[Data for this task Boundary: Start]

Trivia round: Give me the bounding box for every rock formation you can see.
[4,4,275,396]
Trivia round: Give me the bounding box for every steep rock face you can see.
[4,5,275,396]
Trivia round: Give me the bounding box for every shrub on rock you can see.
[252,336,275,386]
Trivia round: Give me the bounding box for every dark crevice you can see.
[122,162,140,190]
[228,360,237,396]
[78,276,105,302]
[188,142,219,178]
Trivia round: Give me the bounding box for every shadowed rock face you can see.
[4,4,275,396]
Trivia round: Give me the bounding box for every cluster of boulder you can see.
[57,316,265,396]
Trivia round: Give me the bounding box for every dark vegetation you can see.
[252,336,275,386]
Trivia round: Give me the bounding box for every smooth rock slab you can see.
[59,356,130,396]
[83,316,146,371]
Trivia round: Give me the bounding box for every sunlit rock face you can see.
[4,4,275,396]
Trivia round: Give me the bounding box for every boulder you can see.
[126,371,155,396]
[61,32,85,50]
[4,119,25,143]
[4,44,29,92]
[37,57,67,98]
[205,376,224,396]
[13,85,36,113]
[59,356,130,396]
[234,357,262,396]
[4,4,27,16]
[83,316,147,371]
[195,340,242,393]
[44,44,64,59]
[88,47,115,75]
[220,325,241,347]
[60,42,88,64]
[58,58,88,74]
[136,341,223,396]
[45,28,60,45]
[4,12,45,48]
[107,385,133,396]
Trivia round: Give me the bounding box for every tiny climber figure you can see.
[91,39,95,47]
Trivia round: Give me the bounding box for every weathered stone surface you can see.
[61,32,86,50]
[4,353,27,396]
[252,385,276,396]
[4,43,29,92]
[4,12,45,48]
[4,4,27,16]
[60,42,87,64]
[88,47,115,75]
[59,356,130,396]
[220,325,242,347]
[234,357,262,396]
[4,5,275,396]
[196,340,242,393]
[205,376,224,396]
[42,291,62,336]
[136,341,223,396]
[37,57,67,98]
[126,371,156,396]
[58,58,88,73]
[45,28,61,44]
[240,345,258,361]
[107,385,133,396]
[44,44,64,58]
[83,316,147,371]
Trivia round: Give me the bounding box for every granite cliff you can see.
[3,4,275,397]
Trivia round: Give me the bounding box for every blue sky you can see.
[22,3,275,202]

[Data for this task Boundary: End]

**Exercise details:**
All of the data must be returned exactly.

**Answer below:**
Trivia round: Give me the bounding box for every rock formation you can see.
[4,4,275,396]
Trivia round: Give me the bounding box for every steep rock face you can see.
[4,5,275,396]
Trivia round: Give me the bounding box for every shrub on rock you can see.
[252,336,275,386]
Trivia round: Give me the bounding box for every dark crevice you can see.
[122,162,140,190]
[228,360,237,396]
[78,276,105,302]
[188,142,219,178]
Trivia round: Give me the bounding box for every shadowed rock face you can see.
[4,4,275,396]
Trivia round: Give me the bounding box for every cluster of boulder you can see.
[57,316,265,396]
Trivia round: Give me the bounding box for every dark vegetation you can see.
[252,336,275,386]
Trivia round: Give me the bounding box for every smooth rock slab you can see.
[59,356,130,396]
[83,316,146,371]
Trivia round: Give me the bounding box for every sunlit rock face you can see.
[4,4,275,396]
Trivia round: Give me the bounding box for every boulder you can see.
[126,371,155,396]
[61,32,85,50]
[4,119,25,143]
[4,44,29,92]
[37,57,67,98]
[205,376,224,396]
[13,85,36,113]
[59,356,130,396]
[234,357,262,396]
[4,4,27,16]
[83,316,147,371]
[195,340,242,393]
[44,44,64,59]
[88,47,115,75]
[220,325,241,347]
[60,42,88,64]
[58,58,88,74]
[136,341,223,396]
[45,28,60,45]
[4,12,45,48]
[107,385,133,396]
Trivia round: Give me the bounding box for every tiny climber figure you can see.
[91,39,95,47]
Trivia round: Give me the bounding box for every weathered stone surface you can see.
[61,32,86,50]
[4,353,27,396]
[252,385,276,396]
[4,43,29,92]
[4,12,45,48]
[4,4,27,16]
[60,42,87,64]
[88,47,115,75]
[59,356,130,396]
[220,325,242,347]
[234,357,262,396]
[4,5,275,396]
[196,340,242,393]
[205,376,224,396]
[42,291,62,336]
[136,341,223,396]
[37,57,67,98]
[126,371,156,396]
[58,58,88,73]
[45,28,61,44]
[240,345,258,361]
[107,385,133,396]
[44,44,64,58]
[83,316,147,371]
Trivia round: Give me the bounding box for every granite cliff you can see.
[3,4,275,397]
Trivia round: Give me the bounding box for every blue sky you can see.
[22,3,275,202]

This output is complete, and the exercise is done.